** Document section **
§

Follow the Dirt Road in Your Soul to Humbug Mountain
A Beautiful Bunker in the Neighborhood
By Carol Mell, 5-05-08
April’s been blustery, that plastic bag caught in the tree time of year with restless winds blowing all sorts of detritus into the neighborhood.
This season another sort of plastic appeared out of nowhere, one of those yellow signs signaling new construction, this time from Kit Carson Electric Cooperative and the Town of Taos, with a date for a variance hearing with the planning and zoning commission.
Yellow signs spell trouble, even when placed on commercial land on Gusdorf Road across from Saint James Episcopal Church, behind the Masonic lodge and the Quality Inn. After a call to the town reassured me they just wanted to build a command center to coordinate emergency communications, I didn’t attend the meeting on April 2.
Turns out I missed a doozy as Albuquerque architect Don May justified two variances, the first from the town’s architectural style code because of the “functionally driven” nature of the building and the second, a request to double the 6-foot wall height limit. That’s right, they want a 12-foot wall.
What the town hadn’t mentioned was that the new command center was also a homeland security center and would have to be built, according to May, to withstand TNT and bullets. I wonder, did he consider the threat from middle school kids that cut through that lot, the hungry who come to the church for food on Thursdays, not to mention those dangerous worshippers on Sundays, as well as the mongering hordes that park on the streets to get into the lodge’s pancake breakfasts before the maple syrup runs out? Is twelve feet high enough?
Video of the meeting is available on the Internet. All I could download was audio.
“We’re asking for relief from stylistic decoration,” May told the commissioners. “The building is intended to be invisible, built for stealth.”
The commissioners asked about the need for the wall.
“We’ve done exhaustive work on hardened first responder facilities,” answered May. “In this case these are secure perimeter walls with blast protection and bullet resistance. The lodge, hotel and church help hide us away. You won’t see much but the walls. It’s not as if we want to create a bunker in a neighborhood. We try to stay away from the ‘bunker’ mentality. We are using the design criteria we need on your behalf. Our intent is this is pueblo revival style with an earthen wall.”
“That’s a stretch,” remarked one commissioner.
Another said, “It will look like a landscaped prison.”
Still another said, “Even the Armory doesn’t have a wall like that.”
I went around my neighborhood with copies of the plan. Most laughed. “Homeland security,” one questioned, “why can’t we get some help with graffiti?”
I think it would be nice if we could get those plastic bags out of the trees but no matter where May meandered the commissioners kept returning to the wall like a bad lunch.
One commissioner wondered if the wall was prescribed by Homeland Security funding.
“I don’t know the answer to that question,” May responded.

§

** Input data **
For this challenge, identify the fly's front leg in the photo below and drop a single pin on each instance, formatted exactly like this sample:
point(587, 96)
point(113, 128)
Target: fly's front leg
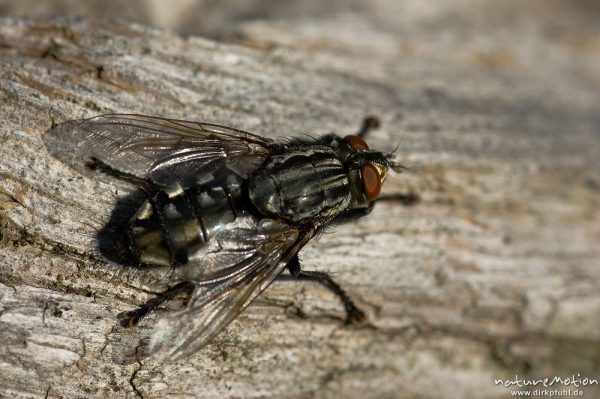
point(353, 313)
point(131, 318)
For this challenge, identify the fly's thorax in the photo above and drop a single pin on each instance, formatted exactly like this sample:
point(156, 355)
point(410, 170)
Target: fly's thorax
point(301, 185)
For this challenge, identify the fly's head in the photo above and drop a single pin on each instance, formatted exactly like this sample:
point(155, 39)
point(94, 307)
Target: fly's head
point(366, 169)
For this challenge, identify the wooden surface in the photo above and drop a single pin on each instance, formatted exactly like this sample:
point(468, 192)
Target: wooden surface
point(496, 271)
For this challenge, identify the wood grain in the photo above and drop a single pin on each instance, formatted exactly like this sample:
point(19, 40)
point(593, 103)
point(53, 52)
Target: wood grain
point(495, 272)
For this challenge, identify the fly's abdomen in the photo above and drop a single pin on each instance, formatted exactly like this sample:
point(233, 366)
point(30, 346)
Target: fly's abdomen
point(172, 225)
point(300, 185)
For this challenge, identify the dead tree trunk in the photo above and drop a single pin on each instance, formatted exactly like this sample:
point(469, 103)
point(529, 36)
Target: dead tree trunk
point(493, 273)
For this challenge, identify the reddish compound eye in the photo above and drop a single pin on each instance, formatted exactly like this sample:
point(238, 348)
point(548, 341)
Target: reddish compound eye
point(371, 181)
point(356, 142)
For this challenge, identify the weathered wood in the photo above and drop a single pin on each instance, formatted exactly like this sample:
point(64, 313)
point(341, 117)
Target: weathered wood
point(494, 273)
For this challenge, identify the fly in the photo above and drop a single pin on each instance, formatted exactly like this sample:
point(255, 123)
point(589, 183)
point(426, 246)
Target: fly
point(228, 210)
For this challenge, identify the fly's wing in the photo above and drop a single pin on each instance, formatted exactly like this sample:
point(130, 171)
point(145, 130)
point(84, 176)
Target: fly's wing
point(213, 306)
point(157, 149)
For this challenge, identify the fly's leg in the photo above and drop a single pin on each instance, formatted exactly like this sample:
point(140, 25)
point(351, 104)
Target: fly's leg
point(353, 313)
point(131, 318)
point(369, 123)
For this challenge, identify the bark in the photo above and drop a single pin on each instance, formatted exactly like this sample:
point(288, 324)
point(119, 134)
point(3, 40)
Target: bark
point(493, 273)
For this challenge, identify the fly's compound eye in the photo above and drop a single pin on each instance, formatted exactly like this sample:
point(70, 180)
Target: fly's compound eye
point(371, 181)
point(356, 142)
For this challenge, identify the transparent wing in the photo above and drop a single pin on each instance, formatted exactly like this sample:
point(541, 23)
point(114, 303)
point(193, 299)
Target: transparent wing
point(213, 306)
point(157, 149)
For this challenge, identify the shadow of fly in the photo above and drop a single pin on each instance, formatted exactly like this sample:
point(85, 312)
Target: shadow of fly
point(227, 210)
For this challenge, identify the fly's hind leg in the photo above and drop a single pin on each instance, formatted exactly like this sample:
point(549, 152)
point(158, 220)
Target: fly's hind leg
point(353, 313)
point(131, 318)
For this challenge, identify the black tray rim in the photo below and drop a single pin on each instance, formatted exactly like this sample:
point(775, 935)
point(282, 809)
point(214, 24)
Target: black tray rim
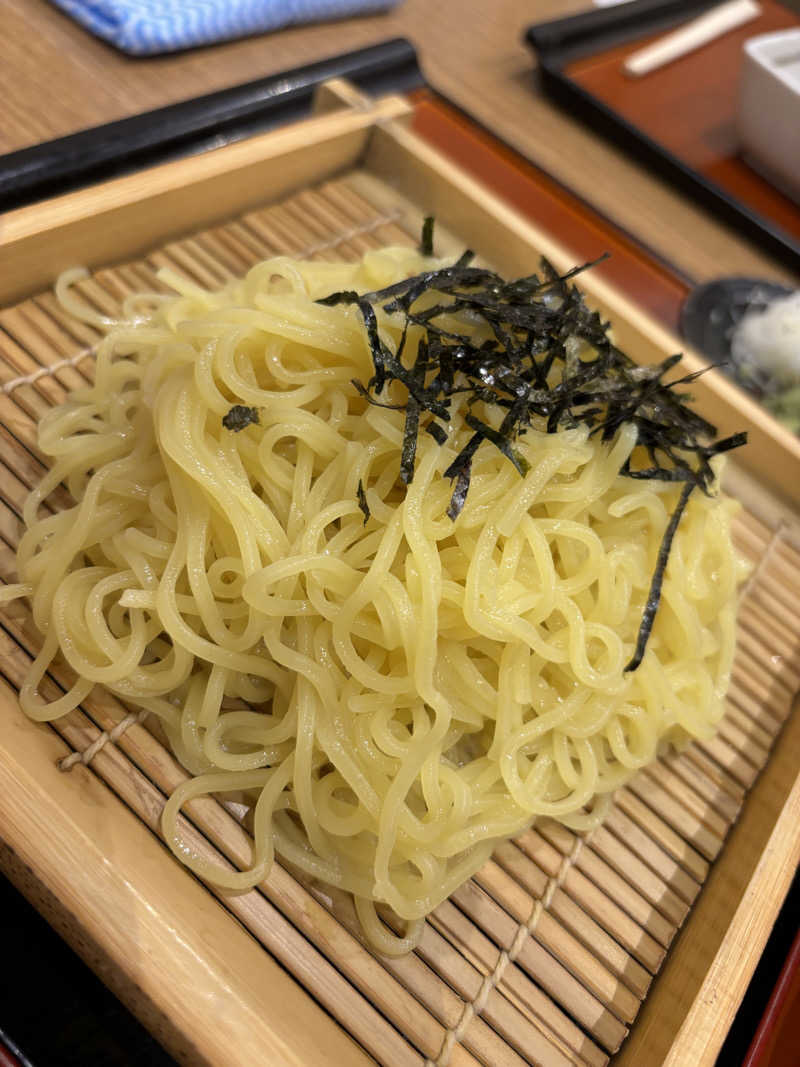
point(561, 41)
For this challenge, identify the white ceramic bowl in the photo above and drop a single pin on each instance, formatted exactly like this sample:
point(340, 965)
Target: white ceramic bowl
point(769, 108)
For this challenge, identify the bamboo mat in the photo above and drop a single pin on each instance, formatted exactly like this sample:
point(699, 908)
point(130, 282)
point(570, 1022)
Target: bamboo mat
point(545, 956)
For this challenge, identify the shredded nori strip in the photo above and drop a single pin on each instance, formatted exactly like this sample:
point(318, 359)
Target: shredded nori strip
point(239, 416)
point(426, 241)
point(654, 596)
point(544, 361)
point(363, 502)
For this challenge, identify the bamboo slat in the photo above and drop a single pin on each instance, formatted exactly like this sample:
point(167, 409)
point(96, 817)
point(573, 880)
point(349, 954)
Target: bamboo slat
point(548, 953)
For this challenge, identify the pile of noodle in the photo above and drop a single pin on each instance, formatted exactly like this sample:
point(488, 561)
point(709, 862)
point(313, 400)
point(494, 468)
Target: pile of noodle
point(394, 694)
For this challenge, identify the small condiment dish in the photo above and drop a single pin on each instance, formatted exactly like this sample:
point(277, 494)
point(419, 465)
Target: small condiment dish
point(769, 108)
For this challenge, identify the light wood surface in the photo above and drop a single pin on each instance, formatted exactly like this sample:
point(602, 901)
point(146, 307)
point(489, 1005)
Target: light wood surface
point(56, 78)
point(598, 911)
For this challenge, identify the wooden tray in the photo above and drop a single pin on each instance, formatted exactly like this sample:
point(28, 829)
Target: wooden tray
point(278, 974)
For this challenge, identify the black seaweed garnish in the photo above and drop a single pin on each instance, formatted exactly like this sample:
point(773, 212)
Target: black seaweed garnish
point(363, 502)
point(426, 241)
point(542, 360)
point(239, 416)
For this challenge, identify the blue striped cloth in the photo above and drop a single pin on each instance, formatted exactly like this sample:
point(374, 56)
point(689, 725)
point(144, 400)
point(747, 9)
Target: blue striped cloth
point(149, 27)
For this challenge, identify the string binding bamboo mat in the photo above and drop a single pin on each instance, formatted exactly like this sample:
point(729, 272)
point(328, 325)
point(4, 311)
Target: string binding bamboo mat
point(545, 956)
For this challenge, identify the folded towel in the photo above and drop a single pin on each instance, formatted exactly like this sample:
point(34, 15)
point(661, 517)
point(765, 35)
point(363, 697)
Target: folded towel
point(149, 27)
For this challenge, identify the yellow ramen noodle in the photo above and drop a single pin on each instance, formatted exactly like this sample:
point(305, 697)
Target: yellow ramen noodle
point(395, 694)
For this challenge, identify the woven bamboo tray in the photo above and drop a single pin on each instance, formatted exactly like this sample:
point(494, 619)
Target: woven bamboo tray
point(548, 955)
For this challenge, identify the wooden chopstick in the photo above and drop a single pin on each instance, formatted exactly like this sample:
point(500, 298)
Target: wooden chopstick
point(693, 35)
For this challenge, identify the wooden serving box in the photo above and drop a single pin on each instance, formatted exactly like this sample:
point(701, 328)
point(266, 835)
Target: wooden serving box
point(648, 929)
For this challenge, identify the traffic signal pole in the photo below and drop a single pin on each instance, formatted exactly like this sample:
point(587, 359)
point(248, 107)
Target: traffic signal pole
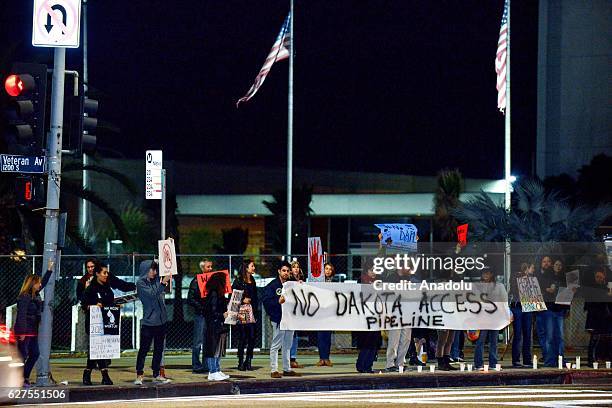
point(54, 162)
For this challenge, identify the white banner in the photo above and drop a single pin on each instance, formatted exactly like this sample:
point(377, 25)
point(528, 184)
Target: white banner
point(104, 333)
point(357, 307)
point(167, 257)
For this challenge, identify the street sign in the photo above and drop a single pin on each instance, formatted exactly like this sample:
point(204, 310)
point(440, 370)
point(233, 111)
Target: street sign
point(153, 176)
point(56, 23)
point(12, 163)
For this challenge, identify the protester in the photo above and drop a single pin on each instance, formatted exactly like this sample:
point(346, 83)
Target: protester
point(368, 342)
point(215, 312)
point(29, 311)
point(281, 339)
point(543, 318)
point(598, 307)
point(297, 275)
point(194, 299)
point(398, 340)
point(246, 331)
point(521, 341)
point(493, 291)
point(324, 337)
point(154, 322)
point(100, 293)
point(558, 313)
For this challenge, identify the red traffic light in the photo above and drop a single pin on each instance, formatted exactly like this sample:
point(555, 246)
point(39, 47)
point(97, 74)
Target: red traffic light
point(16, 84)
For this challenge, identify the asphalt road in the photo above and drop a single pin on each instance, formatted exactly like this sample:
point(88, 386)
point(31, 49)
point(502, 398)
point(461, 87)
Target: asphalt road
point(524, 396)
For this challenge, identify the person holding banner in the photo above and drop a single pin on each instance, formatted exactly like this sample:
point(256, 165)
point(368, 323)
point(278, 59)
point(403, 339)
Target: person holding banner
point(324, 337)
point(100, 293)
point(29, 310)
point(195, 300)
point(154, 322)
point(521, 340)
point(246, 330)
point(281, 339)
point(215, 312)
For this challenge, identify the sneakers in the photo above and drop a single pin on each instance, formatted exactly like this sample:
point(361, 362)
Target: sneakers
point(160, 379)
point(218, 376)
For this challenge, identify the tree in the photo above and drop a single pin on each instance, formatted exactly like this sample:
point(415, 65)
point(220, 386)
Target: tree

§

** Your instructions **
From the column on the proposed Taos command center, copy word for word the passage starting at "I think it would" and ending at "Homeland Security funding.".

** Answer below **
I think it would be nice if we could get those plastic bags out of the trees but no matter where May meandered the commissioners kept returning to the wall like a bad lunch.
One commissioner wondered if the wall was prescribed by Homeland Security funding.